_Problem to solve_
Identify every line in the material below that contains the string "surface", and copy each of those lines. Case counts.

Location identification entries:
════════
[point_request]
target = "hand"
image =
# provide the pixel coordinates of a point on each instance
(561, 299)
════════
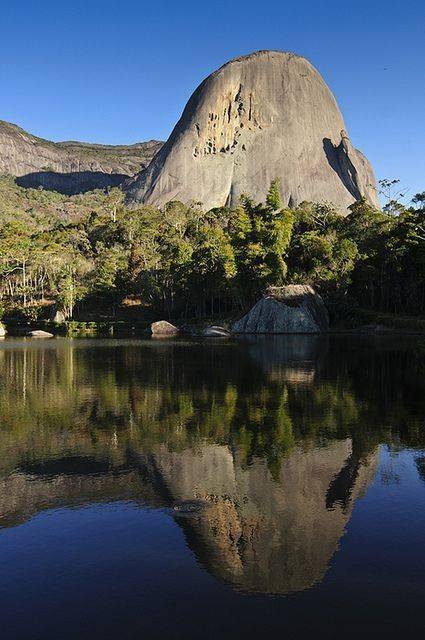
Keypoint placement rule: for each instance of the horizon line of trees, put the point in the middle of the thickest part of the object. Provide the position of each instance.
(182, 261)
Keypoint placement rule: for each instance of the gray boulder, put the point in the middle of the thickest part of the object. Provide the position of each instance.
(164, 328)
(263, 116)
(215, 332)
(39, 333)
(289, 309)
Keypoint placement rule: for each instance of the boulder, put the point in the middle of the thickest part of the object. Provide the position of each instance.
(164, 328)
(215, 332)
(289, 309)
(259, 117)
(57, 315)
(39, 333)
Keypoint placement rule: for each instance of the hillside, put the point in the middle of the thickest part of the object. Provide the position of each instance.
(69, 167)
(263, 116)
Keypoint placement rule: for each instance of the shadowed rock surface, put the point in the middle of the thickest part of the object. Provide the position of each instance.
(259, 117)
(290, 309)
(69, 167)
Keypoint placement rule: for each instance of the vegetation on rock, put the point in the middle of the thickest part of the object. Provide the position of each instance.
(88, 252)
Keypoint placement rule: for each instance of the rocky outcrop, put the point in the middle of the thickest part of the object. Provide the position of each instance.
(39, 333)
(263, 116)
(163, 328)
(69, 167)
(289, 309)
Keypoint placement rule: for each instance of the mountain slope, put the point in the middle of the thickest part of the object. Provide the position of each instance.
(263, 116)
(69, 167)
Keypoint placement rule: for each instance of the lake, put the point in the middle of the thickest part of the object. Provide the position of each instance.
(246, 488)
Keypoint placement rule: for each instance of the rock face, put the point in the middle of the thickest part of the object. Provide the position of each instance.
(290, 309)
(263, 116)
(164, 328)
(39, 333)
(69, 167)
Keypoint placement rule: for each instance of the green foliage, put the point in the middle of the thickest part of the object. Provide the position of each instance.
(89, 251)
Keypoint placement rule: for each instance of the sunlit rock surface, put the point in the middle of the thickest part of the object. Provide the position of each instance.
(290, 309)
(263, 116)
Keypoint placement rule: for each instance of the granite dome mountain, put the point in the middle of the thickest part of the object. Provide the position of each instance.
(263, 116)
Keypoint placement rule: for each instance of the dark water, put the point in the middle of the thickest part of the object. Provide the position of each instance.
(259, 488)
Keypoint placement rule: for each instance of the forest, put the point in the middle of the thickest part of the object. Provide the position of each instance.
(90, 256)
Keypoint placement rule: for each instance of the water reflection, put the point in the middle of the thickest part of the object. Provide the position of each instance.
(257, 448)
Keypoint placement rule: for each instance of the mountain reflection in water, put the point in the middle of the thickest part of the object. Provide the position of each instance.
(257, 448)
════════
_Written solution_
Keypoint placement rule: for each instance of the shadowed rock surface, put the point in the middle of the thickest part of the object. Provide the position of each instance.
Keypoint placement rule: for each instance of the sunlit rock surface, put the point in the middle of the thickest part of the object. Provide the position of each instance.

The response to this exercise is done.